Tally the lines in the items below that contain the string "jeans", matching case exactly. Give only the number.
>> Start Information given
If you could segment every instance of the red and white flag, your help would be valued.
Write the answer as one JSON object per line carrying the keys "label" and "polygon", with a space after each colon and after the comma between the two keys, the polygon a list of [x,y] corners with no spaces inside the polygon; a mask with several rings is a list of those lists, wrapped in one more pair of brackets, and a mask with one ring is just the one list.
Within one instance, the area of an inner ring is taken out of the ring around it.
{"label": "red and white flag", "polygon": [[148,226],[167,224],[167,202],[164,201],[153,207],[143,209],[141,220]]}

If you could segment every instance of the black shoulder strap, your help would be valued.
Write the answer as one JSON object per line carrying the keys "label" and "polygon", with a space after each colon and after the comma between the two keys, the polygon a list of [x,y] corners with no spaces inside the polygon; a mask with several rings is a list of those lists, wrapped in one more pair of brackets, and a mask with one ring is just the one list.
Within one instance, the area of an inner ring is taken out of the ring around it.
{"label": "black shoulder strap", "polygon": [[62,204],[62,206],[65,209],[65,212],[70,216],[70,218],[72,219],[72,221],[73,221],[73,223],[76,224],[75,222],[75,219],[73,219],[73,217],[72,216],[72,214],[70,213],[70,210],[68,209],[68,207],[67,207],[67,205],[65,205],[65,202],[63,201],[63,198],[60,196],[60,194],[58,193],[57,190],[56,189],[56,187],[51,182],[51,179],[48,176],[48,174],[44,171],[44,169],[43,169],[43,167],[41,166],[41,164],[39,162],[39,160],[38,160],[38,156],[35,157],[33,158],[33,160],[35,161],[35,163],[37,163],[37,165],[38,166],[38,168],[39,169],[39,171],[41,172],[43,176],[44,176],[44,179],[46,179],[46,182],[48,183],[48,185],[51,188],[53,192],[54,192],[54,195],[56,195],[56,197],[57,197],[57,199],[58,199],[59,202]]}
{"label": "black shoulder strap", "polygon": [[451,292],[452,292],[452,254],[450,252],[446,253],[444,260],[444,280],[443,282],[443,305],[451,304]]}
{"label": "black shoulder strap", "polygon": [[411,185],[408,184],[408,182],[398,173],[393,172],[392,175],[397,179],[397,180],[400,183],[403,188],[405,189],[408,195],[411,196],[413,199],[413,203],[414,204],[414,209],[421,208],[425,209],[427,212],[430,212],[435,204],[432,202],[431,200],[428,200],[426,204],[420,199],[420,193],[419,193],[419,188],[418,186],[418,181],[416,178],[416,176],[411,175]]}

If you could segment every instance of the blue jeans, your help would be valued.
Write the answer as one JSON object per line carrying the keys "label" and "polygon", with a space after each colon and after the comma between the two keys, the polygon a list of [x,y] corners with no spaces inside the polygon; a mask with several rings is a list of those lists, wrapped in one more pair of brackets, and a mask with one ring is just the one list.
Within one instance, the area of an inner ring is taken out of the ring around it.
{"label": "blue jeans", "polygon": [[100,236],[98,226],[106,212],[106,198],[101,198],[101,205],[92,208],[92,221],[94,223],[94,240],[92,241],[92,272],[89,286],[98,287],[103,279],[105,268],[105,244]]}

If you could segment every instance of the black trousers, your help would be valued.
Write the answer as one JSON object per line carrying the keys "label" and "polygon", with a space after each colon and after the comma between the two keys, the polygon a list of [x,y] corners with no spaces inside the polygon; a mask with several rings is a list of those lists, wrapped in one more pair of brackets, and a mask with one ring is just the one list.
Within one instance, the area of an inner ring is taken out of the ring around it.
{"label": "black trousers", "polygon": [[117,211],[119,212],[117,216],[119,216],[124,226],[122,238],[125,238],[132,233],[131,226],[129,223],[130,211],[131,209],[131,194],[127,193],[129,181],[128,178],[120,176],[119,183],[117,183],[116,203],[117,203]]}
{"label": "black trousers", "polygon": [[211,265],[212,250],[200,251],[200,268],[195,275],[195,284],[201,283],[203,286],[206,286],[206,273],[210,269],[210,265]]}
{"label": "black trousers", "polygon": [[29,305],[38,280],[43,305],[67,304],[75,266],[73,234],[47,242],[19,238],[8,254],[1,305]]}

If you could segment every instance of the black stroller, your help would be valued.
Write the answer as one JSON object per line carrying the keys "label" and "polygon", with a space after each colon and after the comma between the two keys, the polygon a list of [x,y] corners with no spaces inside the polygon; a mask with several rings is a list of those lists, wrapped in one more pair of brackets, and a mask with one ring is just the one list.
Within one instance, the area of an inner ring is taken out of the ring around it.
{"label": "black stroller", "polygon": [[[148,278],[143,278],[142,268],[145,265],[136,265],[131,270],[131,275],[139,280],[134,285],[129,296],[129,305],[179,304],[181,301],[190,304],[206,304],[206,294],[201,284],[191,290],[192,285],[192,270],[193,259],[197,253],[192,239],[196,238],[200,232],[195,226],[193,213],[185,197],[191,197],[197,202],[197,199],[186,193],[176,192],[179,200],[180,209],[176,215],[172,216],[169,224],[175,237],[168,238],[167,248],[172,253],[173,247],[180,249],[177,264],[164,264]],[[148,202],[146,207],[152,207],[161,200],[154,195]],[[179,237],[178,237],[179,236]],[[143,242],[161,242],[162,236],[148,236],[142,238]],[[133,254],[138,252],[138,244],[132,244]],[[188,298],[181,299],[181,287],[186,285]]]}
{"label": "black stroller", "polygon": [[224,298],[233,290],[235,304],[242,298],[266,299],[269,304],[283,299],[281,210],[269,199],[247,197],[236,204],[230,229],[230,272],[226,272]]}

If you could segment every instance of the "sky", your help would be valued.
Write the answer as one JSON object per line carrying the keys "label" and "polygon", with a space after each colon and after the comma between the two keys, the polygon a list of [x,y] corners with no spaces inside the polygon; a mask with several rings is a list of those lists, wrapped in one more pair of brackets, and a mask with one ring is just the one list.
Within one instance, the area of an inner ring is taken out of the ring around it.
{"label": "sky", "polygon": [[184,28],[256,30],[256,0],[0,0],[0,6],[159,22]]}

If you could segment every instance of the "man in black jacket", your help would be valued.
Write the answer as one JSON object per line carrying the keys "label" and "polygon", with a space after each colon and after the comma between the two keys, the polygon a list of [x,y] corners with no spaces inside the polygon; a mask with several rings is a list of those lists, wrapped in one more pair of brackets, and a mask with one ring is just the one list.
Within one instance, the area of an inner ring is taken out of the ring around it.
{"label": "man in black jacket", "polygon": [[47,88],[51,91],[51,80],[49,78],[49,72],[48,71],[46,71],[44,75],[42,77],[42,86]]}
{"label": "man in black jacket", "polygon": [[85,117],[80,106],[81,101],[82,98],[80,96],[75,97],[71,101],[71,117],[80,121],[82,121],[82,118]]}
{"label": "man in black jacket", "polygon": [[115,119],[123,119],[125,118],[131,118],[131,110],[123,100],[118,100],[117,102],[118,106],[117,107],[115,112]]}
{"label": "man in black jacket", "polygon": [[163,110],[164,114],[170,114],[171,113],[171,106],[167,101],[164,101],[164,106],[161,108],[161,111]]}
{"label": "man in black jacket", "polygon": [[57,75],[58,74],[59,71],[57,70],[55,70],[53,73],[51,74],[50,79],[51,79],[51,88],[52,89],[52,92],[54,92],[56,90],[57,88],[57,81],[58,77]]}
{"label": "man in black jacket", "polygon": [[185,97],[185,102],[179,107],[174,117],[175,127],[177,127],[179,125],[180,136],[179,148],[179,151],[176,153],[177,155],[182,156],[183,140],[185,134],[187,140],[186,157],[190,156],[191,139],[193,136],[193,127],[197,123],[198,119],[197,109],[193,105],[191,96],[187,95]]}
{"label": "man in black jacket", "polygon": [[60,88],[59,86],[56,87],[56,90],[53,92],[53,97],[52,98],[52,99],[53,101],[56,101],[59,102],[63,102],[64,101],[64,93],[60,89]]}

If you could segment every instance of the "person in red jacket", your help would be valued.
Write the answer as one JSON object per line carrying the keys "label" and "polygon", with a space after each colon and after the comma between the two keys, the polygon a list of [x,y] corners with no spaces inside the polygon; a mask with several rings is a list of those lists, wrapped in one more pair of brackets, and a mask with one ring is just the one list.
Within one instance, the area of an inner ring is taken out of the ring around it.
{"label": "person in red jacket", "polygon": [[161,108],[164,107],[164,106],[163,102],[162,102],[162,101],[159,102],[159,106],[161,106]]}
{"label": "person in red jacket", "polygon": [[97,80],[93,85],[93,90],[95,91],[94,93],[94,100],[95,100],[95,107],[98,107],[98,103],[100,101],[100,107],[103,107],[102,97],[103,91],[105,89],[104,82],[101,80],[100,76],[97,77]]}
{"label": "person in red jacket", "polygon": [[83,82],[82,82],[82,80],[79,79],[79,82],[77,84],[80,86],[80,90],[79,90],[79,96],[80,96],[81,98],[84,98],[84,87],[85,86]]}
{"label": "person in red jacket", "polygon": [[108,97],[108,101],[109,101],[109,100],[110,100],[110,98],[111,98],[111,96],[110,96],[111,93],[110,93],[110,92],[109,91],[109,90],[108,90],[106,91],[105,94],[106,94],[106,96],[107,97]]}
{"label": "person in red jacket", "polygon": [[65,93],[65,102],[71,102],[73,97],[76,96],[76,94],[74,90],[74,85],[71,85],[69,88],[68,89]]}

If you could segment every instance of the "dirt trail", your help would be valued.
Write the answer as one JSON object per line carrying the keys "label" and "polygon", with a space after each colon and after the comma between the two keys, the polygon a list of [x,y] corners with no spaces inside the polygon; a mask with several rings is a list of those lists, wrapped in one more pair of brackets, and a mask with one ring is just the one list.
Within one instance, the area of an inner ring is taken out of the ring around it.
>> End Information given
• [Result]: 2